BEGIN
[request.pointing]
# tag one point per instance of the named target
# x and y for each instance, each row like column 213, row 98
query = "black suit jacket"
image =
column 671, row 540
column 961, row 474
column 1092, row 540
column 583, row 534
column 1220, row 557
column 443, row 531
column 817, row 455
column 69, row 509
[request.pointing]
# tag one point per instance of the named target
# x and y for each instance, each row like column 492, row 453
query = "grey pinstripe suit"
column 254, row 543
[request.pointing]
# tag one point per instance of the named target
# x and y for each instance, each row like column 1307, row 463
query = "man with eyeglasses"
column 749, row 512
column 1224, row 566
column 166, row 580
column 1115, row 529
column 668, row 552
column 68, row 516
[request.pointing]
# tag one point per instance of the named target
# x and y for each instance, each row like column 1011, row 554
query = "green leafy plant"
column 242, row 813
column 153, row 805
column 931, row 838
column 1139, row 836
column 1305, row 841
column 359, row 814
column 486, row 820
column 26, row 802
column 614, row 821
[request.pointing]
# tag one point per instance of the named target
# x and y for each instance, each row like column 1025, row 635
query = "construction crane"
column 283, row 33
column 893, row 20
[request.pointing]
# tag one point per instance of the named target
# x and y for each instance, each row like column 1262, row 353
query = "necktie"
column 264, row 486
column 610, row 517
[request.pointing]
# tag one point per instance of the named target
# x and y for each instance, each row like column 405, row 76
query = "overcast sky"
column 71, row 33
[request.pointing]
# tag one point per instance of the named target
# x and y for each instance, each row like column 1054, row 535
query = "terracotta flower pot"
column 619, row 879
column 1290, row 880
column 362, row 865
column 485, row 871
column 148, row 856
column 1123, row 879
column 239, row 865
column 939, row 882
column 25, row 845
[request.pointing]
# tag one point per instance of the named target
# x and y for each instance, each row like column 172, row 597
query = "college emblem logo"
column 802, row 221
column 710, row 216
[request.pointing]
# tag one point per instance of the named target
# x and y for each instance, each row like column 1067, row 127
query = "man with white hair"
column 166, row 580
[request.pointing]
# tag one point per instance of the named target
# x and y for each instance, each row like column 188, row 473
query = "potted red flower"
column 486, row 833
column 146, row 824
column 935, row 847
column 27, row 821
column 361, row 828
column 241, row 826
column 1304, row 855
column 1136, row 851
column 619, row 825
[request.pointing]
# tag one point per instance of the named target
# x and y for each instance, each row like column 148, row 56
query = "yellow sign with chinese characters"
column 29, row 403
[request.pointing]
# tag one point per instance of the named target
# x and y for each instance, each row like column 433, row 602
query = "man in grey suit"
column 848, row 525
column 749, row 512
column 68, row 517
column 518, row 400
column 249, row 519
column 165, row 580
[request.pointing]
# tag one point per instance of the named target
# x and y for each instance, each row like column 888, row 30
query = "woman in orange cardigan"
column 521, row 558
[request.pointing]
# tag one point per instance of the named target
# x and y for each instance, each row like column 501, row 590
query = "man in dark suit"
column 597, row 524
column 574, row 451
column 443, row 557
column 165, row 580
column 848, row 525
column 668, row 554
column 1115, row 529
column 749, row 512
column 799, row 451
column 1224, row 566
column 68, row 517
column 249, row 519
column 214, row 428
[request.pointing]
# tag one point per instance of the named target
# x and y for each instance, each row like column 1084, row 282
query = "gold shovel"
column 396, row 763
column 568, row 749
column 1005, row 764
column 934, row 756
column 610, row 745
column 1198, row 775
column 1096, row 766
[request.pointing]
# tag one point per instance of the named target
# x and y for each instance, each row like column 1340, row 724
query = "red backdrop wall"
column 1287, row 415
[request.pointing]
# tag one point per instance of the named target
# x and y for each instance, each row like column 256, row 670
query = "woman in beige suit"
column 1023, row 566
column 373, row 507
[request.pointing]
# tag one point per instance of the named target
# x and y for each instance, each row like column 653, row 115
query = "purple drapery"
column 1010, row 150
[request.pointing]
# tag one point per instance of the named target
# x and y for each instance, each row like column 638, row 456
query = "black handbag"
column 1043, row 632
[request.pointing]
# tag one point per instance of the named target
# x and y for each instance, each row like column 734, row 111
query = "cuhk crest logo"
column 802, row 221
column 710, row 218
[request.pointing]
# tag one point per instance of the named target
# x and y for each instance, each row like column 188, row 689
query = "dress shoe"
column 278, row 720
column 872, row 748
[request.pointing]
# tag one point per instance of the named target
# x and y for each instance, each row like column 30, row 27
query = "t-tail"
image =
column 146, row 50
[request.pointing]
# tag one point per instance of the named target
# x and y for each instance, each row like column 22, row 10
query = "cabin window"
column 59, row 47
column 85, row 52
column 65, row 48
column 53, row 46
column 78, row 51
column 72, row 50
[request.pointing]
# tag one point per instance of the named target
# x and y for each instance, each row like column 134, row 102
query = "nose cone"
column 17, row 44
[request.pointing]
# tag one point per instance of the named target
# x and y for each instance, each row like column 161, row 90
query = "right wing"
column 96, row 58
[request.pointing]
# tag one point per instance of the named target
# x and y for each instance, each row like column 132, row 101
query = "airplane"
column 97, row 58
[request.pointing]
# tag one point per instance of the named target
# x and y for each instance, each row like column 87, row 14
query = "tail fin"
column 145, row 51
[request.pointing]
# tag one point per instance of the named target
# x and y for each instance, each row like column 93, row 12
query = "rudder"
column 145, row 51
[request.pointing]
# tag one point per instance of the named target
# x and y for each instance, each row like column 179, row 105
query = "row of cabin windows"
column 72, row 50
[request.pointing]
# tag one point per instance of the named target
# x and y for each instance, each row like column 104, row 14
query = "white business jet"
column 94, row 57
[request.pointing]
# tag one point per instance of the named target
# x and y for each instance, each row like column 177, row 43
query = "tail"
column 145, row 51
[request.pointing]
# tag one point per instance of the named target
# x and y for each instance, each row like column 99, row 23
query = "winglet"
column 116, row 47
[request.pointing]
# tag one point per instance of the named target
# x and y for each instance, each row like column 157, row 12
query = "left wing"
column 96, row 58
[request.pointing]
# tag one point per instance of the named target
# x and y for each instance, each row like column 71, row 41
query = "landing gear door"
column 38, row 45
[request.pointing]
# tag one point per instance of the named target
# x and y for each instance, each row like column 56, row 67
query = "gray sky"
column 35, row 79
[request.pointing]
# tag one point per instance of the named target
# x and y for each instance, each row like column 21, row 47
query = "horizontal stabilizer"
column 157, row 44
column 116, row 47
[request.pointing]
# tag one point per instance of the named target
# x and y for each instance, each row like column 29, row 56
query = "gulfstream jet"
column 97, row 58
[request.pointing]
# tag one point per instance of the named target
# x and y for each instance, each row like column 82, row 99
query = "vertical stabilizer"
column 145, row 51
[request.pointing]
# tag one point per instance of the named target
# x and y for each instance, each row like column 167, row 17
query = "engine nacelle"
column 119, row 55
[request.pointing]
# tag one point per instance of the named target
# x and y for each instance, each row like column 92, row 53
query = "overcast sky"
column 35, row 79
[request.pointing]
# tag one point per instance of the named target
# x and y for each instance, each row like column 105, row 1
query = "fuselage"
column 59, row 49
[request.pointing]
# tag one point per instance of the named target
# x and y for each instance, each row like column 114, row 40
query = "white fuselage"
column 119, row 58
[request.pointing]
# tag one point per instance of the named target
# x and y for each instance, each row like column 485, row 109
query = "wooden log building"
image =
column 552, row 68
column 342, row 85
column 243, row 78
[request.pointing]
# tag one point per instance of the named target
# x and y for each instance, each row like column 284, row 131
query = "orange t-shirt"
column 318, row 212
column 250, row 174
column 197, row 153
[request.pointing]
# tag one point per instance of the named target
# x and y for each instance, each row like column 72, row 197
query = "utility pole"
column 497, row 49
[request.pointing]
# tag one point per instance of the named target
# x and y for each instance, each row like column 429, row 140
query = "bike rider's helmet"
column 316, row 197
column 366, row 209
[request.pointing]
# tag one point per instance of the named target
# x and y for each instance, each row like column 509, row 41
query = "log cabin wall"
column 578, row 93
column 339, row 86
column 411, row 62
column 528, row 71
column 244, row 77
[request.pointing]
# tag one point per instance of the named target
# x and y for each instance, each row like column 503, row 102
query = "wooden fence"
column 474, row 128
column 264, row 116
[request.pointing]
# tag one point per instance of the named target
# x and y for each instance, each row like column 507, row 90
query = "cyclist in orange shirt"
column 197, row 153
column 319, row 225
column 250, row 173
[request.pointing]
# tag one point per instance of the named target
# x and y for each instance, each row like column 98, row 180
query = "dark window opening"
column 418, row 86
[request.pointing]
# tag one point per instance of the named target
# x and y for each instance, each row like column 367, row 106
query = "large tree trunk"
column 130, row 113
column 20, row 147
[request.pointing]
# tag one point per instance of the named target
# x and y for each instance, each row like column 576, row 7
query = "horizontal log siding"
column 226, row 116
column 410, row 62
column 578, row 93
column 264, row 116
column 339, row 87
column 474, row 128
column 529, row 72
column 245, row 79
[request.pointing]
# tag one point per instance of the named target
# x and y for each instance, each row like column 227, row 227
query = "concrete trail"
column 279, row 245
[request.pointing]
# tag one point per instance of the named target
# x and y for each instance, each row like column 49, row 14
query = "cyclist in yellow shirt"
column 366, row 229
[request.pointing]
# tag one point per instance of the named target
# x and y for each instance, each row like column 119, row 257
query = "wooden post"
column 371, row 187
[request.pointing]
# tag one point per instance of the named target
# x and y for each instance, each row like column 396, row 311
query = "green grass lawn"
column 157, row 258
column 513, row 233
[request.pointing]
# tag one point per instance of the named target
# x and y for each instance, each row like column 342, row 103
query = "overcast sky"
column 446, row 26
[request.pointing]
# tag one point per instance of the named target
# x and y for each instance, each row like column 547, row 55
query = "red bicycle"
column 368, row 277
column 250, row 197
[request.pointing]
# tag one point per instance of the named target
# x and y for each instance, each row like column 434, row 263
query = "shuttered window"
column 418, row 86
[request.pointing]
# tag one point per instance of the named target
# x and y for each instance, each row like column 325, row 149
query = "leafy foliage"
END
Reproduce verbatim every line of the records, from the very first line through the line containing "column 69, row 509", with that line included.

[request.pointing]
# tag one point per instance of the named target
# x and y for each instance, each row like column 213, row 98
query = "black suit jacket"
image =
column 671, row 540
column 961, row 474
column 1092, row 540
column 583, row 534
column 1220, row 557
column 443, row 531
column 817, row 455
column 69, row 509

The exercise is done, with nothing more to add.